/---
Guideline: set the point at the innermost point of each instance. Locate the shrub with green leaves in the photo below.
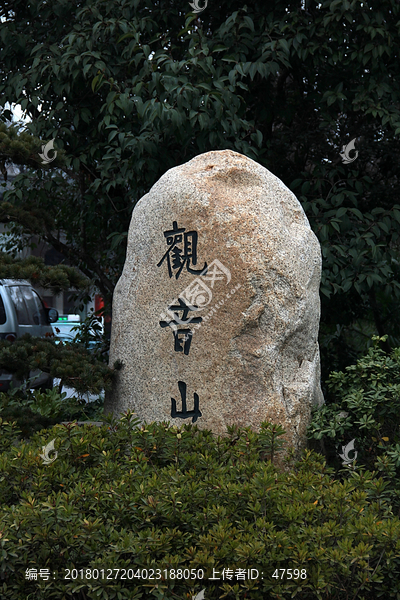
(363, 403)
(72, 363)
(32, 410)
(160, 498)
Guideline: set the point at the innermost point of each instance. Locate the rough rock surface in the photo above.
(254, 356)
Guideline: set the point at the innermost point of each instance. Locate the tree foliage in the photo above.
(130, 89)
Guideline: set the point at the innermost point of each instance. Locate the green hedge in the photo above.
(122, 496)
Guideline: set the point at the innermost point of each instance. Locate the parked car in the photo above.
(23, 311)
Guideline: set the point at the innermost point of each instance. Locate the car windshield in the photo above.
(28, 305)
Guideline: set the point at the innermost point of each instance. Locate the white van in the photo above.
(22, 311)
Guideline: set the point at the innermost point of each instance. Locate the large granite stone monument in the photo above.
(216, 314)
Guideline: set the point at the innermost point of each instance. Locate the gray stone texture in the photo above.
(256, 357)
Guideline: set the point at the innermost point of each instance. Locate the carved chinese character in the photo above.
(174, 237)
(182, 306)
(184, 413)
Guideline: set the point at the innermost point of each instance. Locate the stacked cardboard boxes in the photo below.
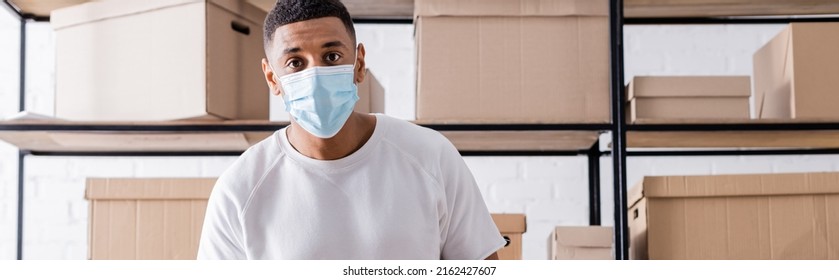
(795, 73)
(511, 226)
(772, 216)
(688, 97)
(581, 243)
(521, 61)
(159, 60)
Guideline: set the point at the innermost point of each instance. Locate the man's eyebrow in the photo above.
(291, 50)
(333, 44)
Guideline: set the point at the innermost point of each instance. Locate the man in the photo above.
(336, 184)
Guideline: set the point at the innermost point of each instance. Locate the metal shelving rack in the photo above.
(622, 133)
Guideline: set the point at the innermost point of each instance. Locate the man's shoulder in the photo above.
(427, 146)
(244, 174)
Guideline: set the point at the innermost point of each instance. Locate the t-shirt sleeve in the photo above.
(221, 234)
(468, 232)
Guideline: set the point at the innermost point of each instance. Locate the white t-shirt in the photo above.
(405, 194)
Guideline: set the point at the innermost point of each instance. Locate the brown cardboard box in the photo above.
(689, 97)
(159, 60)
(795, 73)
(371, 95)
(512, 226)
(146, 219)
(581, 243)
(773, 216)
(512, 61)
(371, 99)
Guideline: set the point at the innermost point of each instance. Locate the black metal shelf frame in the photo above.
(618, 126)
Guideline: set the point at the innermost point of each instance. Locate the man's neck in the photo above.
(356, 131)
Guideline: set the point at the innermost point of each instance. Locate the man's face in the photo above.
(302, 45)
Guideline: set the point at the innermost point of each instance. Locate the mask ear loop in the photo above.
(355, 63)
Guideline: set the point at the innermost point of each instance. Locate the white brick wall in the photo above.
(550, 190)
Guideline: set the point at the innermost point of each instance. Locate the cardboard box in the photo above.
(512, 226)
(146, 219)
(582, 243)
(159, 60)
(371, 99)
(689, 97)
(522, 61)
(795, 73)
(773, 216)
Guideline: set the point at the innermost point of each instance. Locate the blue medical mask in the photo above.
(320, 99)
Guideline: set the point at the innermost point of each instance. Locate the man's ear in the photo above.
(271, 79)
(360, 65)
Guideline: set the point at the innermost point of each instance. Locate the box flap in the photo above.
(511, 8)
(593, 236)
(690, 86)
(740, 185)
(635, 194)
(102, 10)
(510, 223)
(771, 77)
(138, 189)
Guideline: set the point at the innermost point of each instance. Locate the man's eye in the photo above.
(333, 57)
(294, 64)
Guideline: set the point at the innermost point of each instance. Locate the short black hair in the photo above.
(291, 11)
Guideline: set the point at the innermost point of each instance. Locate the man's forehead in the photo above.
(308, 33)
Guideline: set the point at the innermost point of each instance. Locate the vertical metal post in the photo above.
(21, 154)
(594, 184)
(20, 196)
(618, 130)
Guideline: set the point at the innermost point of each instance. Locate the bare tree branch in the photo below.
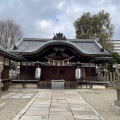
\---
# Directive
Set down the entries verbatim, from the line containing "frame in the photo above." through the end of the entries, leaving out the pictures.

# Solution for this exercise
Guideline: set the point at the innermost point of each instance. Locate the black metal shelf frame in the photo above.
(618, 126)
Guideline: set the point at the innermost point of each instance. Locate the man's neck in the photo above.
(356, 131)
Guideline: set the point at the innermost point of each instance. Locate the man's face in the photo above.
(302, 45)
Guideline: set the point at the innermost point of each instance. Locate the mask ear loop in the photo above.
(355, 63)
Guideline: set the point at the innermost point of each instance. Locate the white brick wall in the photo above.
(550, 190)
Guideline: set the point at the innermost point of each instance. Locate the cardboard box in the photo above.
(512, 226)
(146, 219)
(582, 243)
(159, 60)
(371, 99)
(689, 97)
(522, 61)
(795, 73)
(773, 216)
Guideline: set the point at the innermost point of each instance. Locate the blue medical mask in the photo above.
(320, 99)
Guideline: set the point at the innermost point of each instance. Locate the man's ear in the photo above.
(271, 79)
(360, 65)
Guideline: set the point at the innermost point of each instance. Locate the box flap in the photo above.
(511, 8)
(593, 236)
(690, 86)
(740, 185)
(635, 194)
(102, 10)
(510, 223)
(771, 77)
(138, 189)
Guideline: set the point at the innermost point of each instance. Locate the man's eye in the photo above.
(333, 57)
(294, 64)
Guideline: set the point at the innermost point of each instance. Locate the short black hair in the photo above.
(291, 11)
Guideline: set the point at the innermost point of each instance. Locate the man's forehead in the photo above.
(308, 33)
Guideline: set the point at the innermost point of each instance. Locate the vertical metal post in the photo above.
(21, 154)
(594, 184)
(20, 196)
(618, 130)
Guideline: set the point at the innermost point of each instance. Locate the bare tree branch in the photo below.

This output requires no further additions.